When I worked for my former employer, we used to work quite a lot on wastewater and animal facilities that all had to deal with odor. We sold a complex probiotic culture to these and other businesses. This mixture of 60 microorganisms includes lactic acid bacteria, yeasts, and photosynthetic bacteria. I became proficient in teaching people how to use the product and anticipate what it would do for their situation. Occasionally, I would run into a scenario where I could not explain exactly how the product would do this or that, but its effects were consistent. One of these situations was when an engineer asked me how these microbes might have been able to remove odor from the air. He insisted that there were only two ways to remove odor from that air; the first was using some chemical, and the other was a physical filter. He pretty much laughed at me when I described a nearly instant reduction in ammonia or hydrogen sulfide. My initial goal was to get him to try the product, not to argue over the how or why of the matter.
We set up a simple apparatus at a lift station with several restaurants at the edge of a plaza. The apparatus I had included a small dosing pump, a 55-gallon barrel with the product in it, and a high-pressure fogging pump with six 20-micron nozzles and a timer. The line with the fogging pump was zip-tied to the inside rim of the manhole cover. Once installed, I dropped a long polyline from the dosing pump into the manhole. The line was about 2 feet above the highest level markings on the sides of the lift station, so about 8 feet above the running wastewater. (I have since lost the picture of this setup.)
Next, we tested the hydrogen sulfide gas (H2S) amount using an OdaLog. The initial reading was 2,500 ppm. Of course, we know it smelled bad, but we had no clue it was that high. I turned on both pumps, and we left the OdaLog hanging on a hook in the lift station. OdaLogs can record measurements of H2S for up to 14 days, giving you the highest, lowest, and average readings through the time it is left in the sewer line or wherever it is placed. When I turned that fogger on, the H2S went to 0 ppm almost instantly, proving that microbes (at least our mix of microbes) could control odorous gases. The question remains: how? Perhaps the ‘how’ is explored below.

→ **Dataset**
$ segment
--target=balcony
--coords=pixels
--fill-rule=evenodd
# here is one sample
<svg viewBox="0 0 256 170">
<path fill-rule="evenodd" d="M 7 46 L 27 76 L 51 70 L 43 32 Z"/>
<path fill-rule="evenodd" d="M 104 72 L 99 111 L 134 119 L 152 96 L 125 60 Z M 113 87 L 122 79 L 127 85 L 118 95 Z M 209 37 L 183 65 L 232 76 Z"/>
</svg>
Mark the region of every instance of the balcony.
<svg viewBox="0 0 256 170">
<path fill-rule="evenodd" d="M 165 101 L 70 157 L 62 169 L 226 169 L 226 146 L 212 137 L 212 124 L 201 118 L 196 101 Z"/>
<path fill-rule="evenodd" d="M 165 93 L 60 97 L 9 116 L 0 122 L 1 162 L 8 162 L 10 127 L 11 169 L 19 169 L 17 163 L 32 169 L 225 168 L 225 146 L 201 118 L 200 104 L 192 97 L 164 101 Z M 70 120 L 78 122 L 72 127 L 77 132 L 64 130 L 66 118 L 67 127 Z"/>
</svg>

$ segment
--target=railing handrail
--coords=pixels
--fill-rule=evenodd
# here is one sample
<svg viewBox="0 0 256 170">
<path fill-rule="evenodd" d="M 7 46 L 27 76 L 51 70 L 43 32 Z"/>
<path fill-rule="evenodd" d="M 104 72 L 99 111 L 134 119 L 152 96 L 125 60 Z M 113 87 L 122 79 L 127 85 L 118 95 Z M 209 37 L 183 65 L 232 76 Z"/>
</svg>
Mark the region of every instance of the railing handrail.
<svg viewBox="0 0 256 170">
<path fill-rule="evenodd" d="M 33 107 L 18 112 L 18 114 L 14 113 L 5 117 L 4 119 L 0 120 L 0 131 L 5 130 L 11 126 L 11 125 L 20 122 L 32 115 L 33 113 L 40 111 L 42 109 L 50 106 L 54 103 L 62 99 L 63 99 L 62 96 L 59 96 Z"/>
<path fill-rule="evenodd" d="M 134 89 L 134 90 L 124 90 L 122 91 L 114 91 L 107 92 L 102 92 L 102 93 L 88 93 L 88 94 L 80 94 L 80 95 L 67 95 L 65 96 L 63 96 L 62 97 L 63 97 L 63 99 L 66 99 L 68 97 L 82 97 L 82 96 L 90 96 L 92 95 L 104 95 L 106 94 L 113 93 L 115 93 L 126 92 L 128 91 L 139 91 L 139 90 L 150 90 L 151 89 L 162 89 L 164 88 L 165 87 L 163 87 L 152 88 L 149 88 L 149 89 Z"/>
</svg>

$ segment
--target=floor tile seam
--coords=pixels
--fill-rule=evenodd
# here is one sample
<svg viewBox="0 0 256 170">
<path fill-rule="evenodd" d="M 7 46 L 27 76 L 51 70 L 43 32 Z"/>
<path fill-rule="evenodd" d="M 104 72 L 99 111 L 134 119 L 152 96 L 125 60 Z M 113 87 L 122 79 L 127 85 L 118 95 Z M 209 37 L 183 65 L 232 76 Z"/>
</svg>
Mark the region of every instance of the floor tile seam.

==

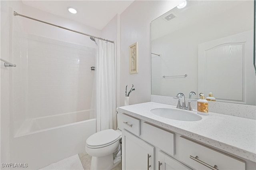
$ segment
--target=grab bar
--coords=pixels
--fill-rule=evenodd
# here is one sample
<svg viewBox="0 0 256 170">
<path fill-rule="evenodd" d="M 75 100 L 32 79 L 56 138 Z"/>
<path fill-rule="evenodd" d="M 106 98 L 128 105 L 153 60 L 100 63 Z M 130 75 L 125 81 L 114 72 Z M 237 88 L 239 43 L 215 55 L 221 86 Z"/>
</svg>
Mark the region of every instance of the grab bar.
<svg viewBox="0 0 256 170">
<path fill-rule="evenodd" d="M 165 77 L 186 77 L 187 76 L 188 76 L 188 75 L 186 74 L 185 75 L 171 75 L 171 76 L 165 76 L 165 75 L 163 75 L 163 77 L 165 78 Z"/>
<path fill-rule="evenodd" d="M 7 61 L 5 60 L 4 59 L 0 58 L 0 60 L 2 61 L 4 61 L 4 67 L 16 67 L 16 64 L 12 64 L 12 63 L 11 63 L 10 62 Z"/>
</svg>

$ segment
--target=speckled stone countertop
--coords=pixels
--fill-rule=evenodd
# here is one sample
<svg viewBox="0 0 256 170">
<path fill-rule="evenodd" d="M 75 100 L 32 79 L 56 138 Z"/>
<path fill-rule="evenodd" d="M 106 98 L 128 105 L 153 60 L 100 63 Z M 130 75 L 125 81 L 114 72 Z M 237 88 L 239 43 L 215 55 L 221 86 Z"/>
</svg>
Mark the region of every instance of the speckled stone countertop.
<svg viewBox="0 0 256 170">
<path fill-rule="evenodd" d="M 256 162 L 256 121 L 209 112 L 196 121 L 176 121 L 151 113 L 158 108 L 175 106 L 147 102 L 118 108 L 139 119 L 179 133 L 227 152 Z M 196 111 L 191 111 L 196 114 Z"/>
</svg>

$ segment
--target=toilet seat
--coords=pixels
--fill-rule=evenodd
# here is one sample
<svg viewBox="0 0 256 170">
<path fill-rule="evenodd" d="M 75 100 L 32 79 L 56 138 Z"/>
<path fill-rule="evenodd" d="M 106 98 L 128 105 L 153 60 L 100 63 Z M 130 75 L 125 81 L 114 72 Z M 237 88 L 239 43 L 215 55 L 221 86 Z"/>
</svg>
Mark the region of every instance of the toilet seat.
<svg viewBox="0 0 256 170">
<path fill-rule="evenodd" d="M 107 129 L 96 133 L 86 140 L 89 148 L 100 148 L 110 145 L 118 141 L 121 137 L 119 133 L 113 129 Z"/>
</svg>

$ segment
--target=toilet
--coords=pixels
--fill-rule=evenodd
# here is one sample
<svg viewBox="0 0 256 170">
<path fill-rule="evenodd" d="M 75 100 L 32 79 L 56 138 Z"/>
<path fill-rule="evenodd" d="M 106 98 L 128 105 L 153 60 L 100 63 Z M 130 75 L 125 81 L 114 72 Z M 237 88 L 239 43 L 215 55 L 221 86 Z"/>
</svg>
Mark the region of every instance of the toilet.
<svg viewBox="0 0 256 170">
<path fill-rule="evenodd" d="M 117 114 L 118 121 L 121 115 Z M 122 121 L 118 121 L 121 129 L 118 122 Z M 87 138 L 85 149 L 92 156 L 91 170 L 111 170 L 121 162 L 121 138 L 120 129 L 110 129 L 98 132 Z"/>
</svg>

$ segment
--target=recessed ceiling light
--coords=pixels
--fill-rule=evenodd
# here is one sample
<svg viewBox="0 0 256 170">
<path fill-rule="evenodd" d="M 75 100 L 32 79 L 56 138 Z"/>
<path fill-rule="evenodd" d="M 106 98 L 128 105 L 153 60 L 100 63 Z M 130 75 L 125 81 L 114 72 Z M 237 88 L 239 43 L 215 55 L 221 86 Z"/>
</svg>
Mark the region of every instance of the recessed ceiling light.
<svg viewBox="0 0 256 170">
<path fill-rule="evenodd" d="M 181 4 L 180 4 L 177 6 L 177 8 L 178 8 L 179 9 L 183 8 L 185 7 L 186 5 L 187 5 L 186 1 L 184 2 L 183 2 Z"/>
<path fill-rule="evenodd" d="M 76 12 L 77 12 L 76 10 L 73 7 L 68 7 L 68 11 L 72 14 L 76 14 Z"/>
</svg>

* * *

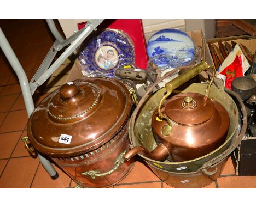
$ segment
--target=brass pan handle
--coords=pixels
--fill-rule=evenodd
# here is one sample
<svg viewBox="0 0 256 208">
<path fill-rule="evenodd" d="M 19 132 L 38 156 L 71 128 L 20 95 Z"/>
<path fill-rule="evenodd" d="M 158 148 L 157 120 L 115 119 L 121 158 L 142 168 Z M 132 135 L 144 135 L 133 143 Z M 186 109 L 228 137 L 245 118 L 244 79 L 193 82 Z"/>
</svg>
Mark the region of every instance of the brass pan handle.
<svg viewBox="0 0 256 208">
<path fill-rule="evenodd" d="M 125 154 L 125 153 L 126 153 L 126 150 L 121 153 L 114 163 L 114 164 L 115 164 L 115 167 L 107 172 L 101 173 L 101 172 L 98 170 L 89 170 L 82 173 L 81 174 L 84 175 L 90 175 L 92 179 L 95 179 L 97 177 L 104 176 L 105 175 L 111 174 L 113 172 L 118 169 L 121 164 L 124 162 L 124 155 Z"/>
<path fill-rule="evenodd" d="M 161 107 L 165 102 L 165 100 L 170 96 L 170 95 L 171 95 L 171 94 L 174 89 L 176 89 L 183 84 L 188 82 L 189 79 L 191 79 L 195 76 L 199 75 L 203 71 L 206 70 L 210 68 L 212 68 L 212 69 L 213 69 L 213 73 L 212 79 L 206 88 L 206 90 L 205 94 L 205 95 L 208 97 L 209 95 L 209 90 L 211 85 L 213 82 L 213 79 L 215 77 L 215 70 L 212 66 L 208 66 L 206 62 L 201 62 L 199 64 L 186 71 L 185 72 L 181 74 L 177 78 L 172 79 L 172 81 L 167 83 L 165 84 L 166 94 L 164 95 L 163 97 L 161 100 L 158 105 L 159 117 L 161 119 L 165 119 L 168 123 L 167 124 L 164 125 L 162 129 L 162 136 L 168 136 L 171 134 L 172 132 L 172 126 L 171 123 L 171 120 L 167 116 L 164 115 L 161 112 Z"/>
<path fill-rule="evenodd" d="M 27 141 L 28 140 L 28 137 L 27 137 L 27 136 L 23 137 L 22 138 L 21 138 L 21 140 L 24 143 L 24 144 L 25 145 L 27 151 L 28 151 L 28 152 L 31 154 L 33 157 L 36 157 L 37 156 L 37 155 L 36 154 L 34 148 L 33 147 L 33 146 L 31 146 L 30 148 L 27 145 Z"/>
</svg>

→ **Exercise**
Type out the stretch of the odor-control account that begins with "We set up a" and ends with "of this setup.)". The rows can be set aside; nothing here depends on them.

→ **Response to the task**
We set up a simple apparatus at a lift station with several restaurants at the edge of a plaza. The apparatus I had included a small dosing pump, a 55-gallon barrel with the product in it, and a high-pressure fogging pump with six 20-micron nozzles and a timer. The line with the fogging pump was zip-tied to the inside rim of the manhole cover. Once installed, I dropped a long polyline from the dosing pump into the manhole. The line was about 2 feet above the highest level markings on the sides of the lift station, so about 8 feet above the running wastewater. (I have since lost the picture of this setup.)